Work instructions
Copy out the passage from the Gaussian process regression assignment below, from "Part 1: Data" to "rng = np.random.default_rng(42)", word for word.

Week 05: In-Class Assignment:
Gaussian Process Regression#

✅ Put your name here.#

hidden_humor


We have seen a few examples of performing regression, a type of supervised learning: linear regression (LR) and radial basis functions (RBFs). While these methods are often very good at allowing us to make predictions based on data, they can be lacking in this respect:

  • We have no good way to know how accurate our result is. Nor do we have a good way to include our knowledge of the accuracy in the data before it is used for training.

Suppose that you are working on a scientific research project where you will generate data at tremendous cost. This could be either, or both, generating data from very expensive experiments or very time-consuming numerical calculations. You know that you simply will not be able to have very many data points and you are, understandably, quite worried that you have no way to know how accurate the predictions away from the (very few) data points might be. Moreover, you also realize that if you had a way to estimate the errors in your predictions – as you were taking datayou could guide which new data points would be most valuable, saving months or years.

In this project you will consider two cases separately, but they are related:

  • Estimating prediction errors for very high-quality data. This is the case we saw for RBFs where we believe that the data is very accurate so we want to do “exact interpolation”.

  • Estimating prediction errors when the training data itself contains errors.

The ML approach you will use here is called Gaussian Process Regression (GPR). As it turns out, the theory behind this is a bit complicated, so we are only going to use it as a black box to get useful results out of sklearn. Later in the course we will work through a detailed derivation so that you know what is in the “black box” you are using today.


Part 1: Data With No Errors#

Let’s get started with the usual, which is to import the libraries we need. Note that we control the random number seed so that we can control the sequence as work through the notebook without new surprises every time we run it. If you want new results, change the seed.

import numpy as np
from matplotlib import pyplot as plt

from sklearn.gaussian_process import GaussianProcessRegressor
from sklearn.gaussian_process.kernels import RBF, RationalQuadratic, ConstantKernel as C

rng = np.random.default_rng(42)

Question 1.1: Discuss the two sklearn imports so that you get a sense for what things you can vary. Someday you might need these libraries in your project and/or research! For example, what is a “kernel”? How many kernels does sklearn have built in?

Put your answers here!

Our group discussed these libraries and they do:

ANSWER#

Taks 1.2: Great! Next we are going to make some fake data. Feel free to invent your own functions here - you might have something in mind from your research, so invent a function that looks like your data. Have each person in your group think of a different function with a very different shape; this will help you see what works and what does not work as well.

def func_1(x):
    """The function to predict. This function is used to make 
    fake data so that we have control over the variations in the data."""
    return x * np.sin(np.sqrt(x))

Excerpted data
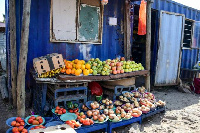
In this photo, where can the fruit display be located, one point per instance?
(149, 96)
(50, 74)
(19, 129)
(99, 67)
(107, 102)
(108, 111)
(123, 99)
(76, 67)
(38, 127)
(136, 94)
(127, 107)
(142, 89)
(144, 109)
(136, 112)
(92, 105)
(73, 124)
(114, 118)
(18, 122)
(86, 122)
(80, 115)
(72, 107)
(60, 110)
(118, 103)
(99, 118)
(35, 120)
(84, 107)
(128, 95)
(93, 112)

Result for this task
Part 1: Data With No Errors#

Let’s get started with the usual, which is to import the libraries we need. Note that we control the random number seed so that we can control the sequence as work through the notebook without new surprises every time we run it. If you want new results, change the seed.

import numpy as np
from matplotlib import pyplot as plt

from sklearn.gaussian_process import GaussianProcessRegressor
from sklearn.gaussian_process.kernels import RBF, RationalQuadratic, ConstantKernel as C

rng = np.random.default_rng(42)